(Try it):
Pictures should be omitted from your copy. Everything else in the entries below must be restated word for word.

★ ★ ★ ★ ★ ★ ★

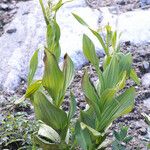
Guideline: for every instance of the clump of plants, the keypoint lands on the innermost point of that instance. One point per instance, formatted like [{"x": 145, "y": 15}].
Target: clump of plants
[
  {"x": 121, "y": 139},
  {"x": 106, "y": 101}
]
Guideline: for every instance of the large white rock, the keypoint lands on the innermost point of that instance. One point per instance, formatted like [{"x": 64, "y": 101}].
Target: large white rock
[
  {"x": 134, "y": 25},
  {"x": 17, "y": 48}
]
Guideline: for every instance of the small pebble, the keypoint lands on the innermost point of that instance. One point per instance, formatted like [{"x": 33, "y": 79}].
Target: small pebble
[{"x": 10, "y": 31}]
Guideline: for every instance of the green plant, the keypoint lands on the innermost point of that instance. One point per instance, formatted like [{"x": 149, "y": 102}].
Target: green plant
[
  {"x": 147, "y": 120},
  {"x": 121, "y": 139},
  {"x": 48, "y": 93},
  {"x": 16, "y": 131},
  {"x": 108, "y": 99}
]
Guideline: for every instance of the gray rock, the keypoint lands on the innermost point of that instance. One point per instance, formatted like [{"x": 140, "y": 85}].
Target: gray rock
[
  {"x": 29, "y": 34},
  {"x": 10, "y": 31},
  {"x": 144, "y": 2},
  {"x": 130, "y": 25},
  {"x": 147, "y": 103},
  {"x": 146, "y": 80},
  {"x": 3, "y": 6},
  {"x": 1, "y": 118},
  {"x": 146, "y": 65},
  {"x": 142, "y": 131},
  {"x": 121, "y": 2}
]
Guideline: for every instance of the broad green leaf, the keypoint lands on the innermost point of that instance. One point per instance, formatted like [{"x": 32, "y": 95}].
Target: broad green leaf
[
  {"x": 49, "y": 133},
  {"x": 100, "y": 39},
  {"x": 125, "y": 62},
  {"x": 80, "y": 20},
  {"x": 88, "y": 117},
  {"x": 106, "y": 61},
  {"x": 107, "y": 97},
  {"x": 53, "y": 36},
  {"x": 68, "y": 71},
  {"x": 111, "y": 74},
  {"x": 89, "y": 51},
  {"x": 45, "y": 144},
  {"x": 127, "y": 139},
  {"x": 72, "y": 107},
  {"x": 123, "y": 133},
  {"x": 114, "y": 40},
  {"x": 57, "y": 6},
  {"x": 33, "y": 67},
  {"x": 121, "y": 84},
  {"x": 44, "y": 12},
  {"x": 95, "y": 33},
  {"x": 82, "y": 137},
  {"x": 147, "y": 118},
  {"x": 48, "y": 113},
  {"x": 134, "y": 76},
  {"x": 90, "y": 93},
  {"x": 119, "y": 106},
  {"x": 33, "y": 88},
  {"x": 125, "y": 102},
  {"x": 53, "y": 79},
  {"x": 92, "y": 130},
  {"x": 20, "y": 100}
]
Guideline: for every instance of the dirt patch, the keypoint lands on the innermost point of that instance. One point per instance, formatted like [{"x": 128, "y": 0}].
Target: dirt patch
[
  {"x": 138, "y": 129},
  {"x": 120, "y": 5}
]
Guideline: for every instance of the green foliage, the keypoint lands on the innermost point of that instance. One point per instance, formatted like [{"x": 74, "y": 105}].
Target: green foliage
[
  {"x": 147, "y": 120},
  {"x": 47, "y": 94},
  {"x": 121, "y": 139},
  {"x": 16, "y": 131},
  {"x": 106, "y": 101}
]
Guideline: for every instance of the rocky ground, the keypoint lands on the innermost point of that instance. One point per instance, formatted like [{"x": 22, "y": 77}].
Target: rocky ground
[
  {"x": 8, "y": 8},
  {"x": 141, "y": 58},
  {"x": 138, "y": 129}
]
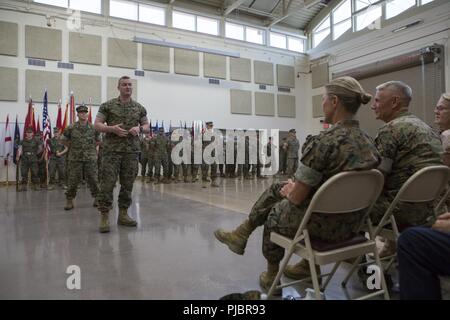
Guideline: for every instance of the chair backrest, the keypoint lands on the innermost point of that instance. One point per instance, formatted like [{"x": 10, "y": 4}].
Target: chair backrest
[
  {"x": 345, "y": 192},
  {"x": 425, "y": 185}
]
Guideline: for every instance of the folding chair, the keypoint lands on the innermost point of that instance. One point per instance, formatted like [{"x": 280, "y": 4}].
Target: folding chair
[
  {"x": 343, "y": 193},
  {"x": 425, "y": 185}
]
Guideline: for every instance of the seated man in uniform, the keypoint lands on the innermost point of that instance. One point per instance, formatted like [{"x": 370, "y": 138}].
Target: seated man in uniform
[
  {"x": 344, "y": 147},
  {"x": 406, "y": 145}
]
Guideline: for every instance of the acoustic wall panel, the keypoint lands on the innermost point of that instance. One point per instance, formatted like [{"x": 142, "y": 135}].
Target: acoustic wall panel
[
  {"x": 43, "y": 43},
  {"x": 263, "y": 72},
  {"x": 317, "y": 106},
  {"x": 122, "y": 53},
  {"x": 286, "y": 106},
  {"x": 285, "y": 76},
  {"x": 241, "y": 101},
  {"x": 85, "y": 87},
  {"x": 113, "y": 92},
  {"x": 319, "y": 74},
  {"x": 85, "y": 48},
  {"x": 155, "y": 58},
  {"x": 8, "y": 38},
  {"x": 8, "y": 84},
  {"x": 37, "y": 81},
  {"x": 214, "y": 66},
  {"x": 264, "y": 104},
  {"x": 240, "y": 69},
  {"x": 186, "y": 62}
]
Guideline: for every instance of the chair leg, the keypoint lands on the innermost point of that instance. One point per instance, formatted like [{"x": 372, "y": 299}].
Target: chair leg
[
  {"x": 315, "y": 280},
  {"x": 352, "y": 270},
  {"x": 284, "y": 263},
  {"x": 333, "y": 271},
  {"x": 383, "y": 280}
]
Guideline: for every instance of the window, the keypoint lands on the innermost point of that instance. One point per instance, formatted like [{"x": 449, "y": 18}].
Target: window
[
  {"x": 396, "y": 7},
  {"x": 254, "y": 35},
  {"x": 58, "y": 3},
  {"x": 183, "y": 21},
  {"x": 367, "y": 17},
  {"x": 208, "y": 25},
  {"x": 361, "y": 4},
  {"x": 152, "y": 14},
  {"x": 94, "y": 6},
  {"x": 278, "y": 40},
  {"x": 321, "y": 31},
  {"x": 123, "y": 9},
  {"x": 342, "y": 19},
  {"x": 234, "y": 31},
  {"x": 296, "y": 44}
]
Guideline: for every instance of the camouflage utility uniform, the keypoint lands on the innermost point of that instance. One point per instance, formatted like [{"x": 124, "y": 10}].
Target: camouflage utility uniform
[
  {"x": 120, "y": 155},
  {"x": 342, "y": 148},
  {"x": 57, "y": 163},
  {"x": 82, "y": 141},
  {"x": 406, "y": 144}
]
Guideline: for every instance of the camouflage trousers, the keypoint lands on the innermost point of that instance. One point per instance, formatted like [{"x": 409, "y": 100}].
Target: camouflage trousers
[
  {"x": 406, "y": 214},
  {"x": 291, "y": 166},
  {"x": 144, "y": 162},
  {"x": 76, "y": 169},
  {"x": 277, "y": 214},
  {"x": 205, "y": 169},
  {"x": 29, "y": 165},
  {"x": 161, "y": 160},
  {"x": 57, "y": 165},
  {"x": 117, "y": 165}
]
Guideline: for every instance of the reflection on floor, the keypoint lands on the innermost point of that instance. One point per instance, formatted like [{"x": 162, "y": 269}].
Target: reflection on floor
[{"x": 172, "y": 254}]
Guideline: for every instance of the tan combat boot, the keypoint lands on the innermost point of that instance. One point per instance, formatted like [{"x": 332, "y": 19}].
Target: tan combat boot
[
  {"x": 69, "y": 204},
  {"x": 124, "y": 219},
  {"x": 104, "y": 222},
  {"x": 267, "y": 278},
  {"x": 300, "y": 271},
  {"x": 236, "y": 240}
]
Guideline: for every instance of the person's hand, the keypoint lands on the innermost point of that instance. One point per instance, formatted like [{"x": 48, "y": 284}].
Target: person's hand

★ ★ ★ ★ ★ ★ ★

(The answer):
Guideline: for every instance of the clump of plants, the keypoint lands on the innermost point of that instance. One point per instance, formatted like [{"x": 145, "y": 15}].
Target: clump of plants
[
  {"x": 121, "y": 139},
  {"x": 106, "y": 101}
]
Guideline: for every instance of the large white rock, the keypoint lands on the innermost point of that instance. One point per instance, formatted like [{"x": 64, "y": 101}].
Target: large white rock
[
  {"x": 134, "y": 25},
  {"x": 17, "y": 48}
]
Guideline: for every instance of the small pebble, the keypoint lands on the innermost point of that instance. One point per instance, formatted like [{"x": 33, "y": 79}].
Target: small pebble
[{"x": 10, "y": 31}]
Guideline: for every instance of the green plant, the keypoint lands on the innermost point of that instance. One point per instance, formatted like [{"x": 149, "y": 102}].
Target: green plant
[
  {"x": 147, "y": 120},
  {"x": 121, "y": 139},
  {"x": 48, "y": 93},
  {"x": 16, "y": 131},
  {"x": 108, "y": 99}
]
Guideline: for every instance of the gray rock, the keypoint lands on the innermost point of that instance. One point per instance, formatted like [{"x": 140, "y": 85}].
Target: gray rock
[
  {"x": 29, "y": 34},
  {"x": 10, "y": 31},
  {"x": 144, "y": 2},
  {"x": 130, "y": 25},
  {"x": 147, "y": 103},
  {"x": 146, "y": 80},
  {"x": 3, "y": 6},
  {"x": 1, "y": 118},
  {"x": 146, "y": 65},
  {"x": 142, "y": 131},
  {"x": 121, "y": 2}
]
Guideline: for every instance of the broad green leaf, the keypoint lands on the innermost point of that instance. One point per instance, formatted like [{"x": 32, "y": 95}].
Target: broad green leaf
[
  {"x": 49, "y": 133},
  {"x": 100, "y": 39},
  {"x": 125, "y": 62},
  {"x": 80, "y": 20},
  {"x": 88, "y": 117},
  {"x": 106, "y": 61},
  {"x": 107, "y": 97},
  {"x": 53, "y": 36},
  {"x": 68, "y": 71},
  {"x": 111, "y": 74},
  {"x": 89, "y": 51},
  {"x": 45, "y": 144},
  {"x": 127, "y": 139},
  {"x": 72, "y": 107},
  {"x": 123, "y": 133},
  {"x": 114, "y": 40},
  {"x": 57, "y": 6},
  {"x": 33, "y": 67},
  {"x": 121, "y": 84},
  {"x": 44, "y": 12},
  {"x": 95, "y": 33},
  {"x": 82, "y": 137},
  {"x": 147, "y": 118},
  {"x": 48, "y": 113},
  {"x": 134, "y": 76},
  {"x": 90, "y": 93},
  {"x": 119, "y": 106},
  {"x": 33, "y": 88},
  {"x": 125, "y": 102},
  {"x": 53, "y": 79},
  {"x": 92, "y": 130},
  {"x": 20, "y": 100}
]
Guideline: for every instance of the dirt patch, the keypoint lands on the innermost point of that instance. One point per instance, formatted like [{"x": 128, "y": 0}].
Target: dirt patch
[
  {"x": 138, "y": 129},
  {"x": 120, "y": 5}
]
Guideline: for every instance of the green foliage, the keypoint lands on the innermost point of that instance. One point per instance, formatted like [{"x": 74, "y": 105}].
Target: green foliage
[
  {"x": 147, "y": 120},
  {"x": 47, "y": 94},
  {"x": 121, "y": 139},
  {"x": 16, "y": 131},
  {"x": 106, "y": 101}
]
Guideline: for every instance of the rocky ground, the keypoint lands on the innermost point of that instance. One point per instance, formatted like [{"x": 22, "y": 77}].
Target: rocky ground
[
  {"x": 8, "y": 8},
  {"x": 141, "y": 58},
  {"x": 138, "y": 129}
]
Guideline: for every instance of the chair backrest, the keypoint lands on the innermost point of that instance. One point per instance, formatted like [{"x": 10, "y": 4}].
Target: chair backrest
[
  {"x": 345, "y": 192},
  {"x": 425, "y": 185}
]
Guideline: for every instance of the folding chair, the keypoint lands on the innermost point of that instance. One point per instance, formatted like [{"x": 280, "y": 4}].
Target: folding chair
[
  {"x": 343, "y": 193},
  {"x": 425, "y": 185}
]
Guideline: for every instance of the seated man in uniform, the keypoint lands on the innermost point of that instance. One point per instance, formatted like [{"x": 370, "y": 138}].
Target: seated man in uniform
[
  {"x": 344, "y": 147},
  {"x": 406, "y": 145}
]
Guideline: for every instance of the acoustic wall panel, the keypoint lands on the innermost point of that instance. One point per instance, formatted like [{"x": 142, "y": 135}].
Target: acoustic wall panel
[
  {"x": 43, "y": 43},
  {"x": 263, "y": 72},
  {"x": 317, "y": 106},
  {"x": 122, "y": 53},
  {"x": 286, "y": 106},
  {"x": 285, "y": 76},
  {"x": 241, "y": 101},
  {"x": 85, "y": 87},
  {"x": 113, "y": 92},
  {"x": 319, "y": 74},
  {"x": 85, "y": 48},
  {"x": 155, "y": 58},
  {"x": 8, "y": 38},
  {"x": 8, "y": 84},
  {"x": 37, "y": 81},
  {"x": 214, "y": 66},
  {"x": 264, "y": 104},
  {"x": 240, "y": 69},
  {"x": 186, "y": 62}
]
Guideline: for every instance of the chair leg, the keypoint lands on the innermost point of that instance. One point per instance, formatted like [{"x": 372, "y": 299}].
Target: chair leg
[
  {"x": 315, "y": 280},
  {"x": 352, "y": 270},
  {"x": 284, "y": 263},
  {"x": 333, "y": 271},
  {"x": 383, "y": 280}
]
Guideline: for every instance of the window, the keypoint lands on the innermost point of that instance. One point per instance, formatted like [{"x": 449, "y": 18}].
Target: window
[
  {"x": 396, "y": 7},
  {"x": 254, "y": 35},
  {"x": 58, "y": 3},
  {"x": 183, "y": 21},
  {"x": 367, "y": 17},
  {"x": 208, "y": 25},
  {"x": 361, "y": 4},
  {"x": 152, "y": 14},
  {"x": 94, "y": 6},
  {"x": 278, "y": 40},
  {"x": 321, "y": 31},
  {"x": 123, "y": 9},
  {"x": 342, "y": 19},
  {"x": 234, "y": 31},
  {"x": 296, "y": 44}
]
Guideline: for every instance of the camouflage utility uniform, the keypoint lands on the innermost point of that instance. One point per instance, formatted like [{"x": 124, "y": 10}].
Target: camouflage utility uniform
[
  {"x": 120, "y": 155},
  {"x": 342, "y": 148},
  {"x": 57, "y": 163},
  {"x": 82, "y": 141},
  {"x": 406, "y": 144}
]
Guideline: for every instance of the camouflage trousers, the keypoint lands on the innermost point of that instance. One point per instance, formatted like [{"x": 409, "y": 100}].
Target: camouflage trousers
[
  {"x": 406, "y": 214},
  {"x": 291, "y": 166},
  {"x": 144, "y": 162},
  {"x": 76, "y": 169},
  {"x": 277, "y": 214},
  {"x": 205, "y": 169},
  {"x": 29, "y": 165},
  {"x": 161, "y": 160},
  {"x": 57, "y": 165},
  {"x": 117, "y": 165}
]
Guideline: for every instance of the reflection on floor, the keypoint lands on the innermost point of that instance. One point per instance, formatted like [{"x": 162, "y": 269}].
Target: reflection on floor
[{"x": 172, "y": 254}]
Guideline: for every instance of the tan combat boot, the keypoint lands on the innermost point of that instance. One point per instance, formatted like [{"x": 332, "y": 19}].
Target: tan combat boot
[
  {"x": 69, "y": 204},
  {"x": 124, "y": 219},
  {"x": 104, "y": 222},
  {"x": 267, "y": 278},
  {"x": 300, "y": 271},
  {"x": 236, "y": 240}
]
Guideline: for every instance of the person's hand, the keypoint lands on the innermost point of that instance. One point per instance, formatted like [{"x": 48, "y": 284}].
Target: person's hand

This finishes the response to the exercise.